## Provided data
>>>>

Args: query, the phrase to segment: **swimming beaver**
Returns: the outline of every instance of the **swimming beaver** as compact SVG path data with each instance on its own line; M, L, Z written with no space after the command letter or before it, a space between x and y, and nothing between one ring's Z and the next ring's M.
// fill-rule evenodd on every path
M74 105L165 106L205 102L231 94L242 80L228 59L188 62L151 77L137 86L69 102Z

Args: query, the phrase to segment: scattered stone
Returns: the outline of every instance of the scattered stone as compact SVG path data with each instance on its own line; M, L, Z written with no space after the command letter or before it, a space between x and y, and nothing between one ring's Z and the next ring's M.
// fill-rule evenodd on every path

<<<<

## Task
Could you rewrite all the lines above with "compact SVG path data" renamed to "SVG path data" wherever it occurs, leaving everything else unchanged?

## Worked answer
Args: query, the phrase to segment: **swimming beaver**
Returns: the outline of every instance of the **swimming beaver** as SVG path data with each instance on its own line; M, L, Z written with no space after the command letter or before it, a space between x and y, and nothing between one ring's Z and the next ring's M.
// fill-rule evenodd on every path
M74 105L165 106L205 102L231 94L242 80L228 59L188 62L151 77L137 86L69 102Z

Args: query, the phrase to segment: scattered stone
Returns: the outline of every instance of the scattered stone as SVG path data with each instance on its own line; M, L, Z written with no space after the command letter or before it, a space between x and y, and nothing between one ring's Z and the next ring's M.
// fill-rule evenodd on every path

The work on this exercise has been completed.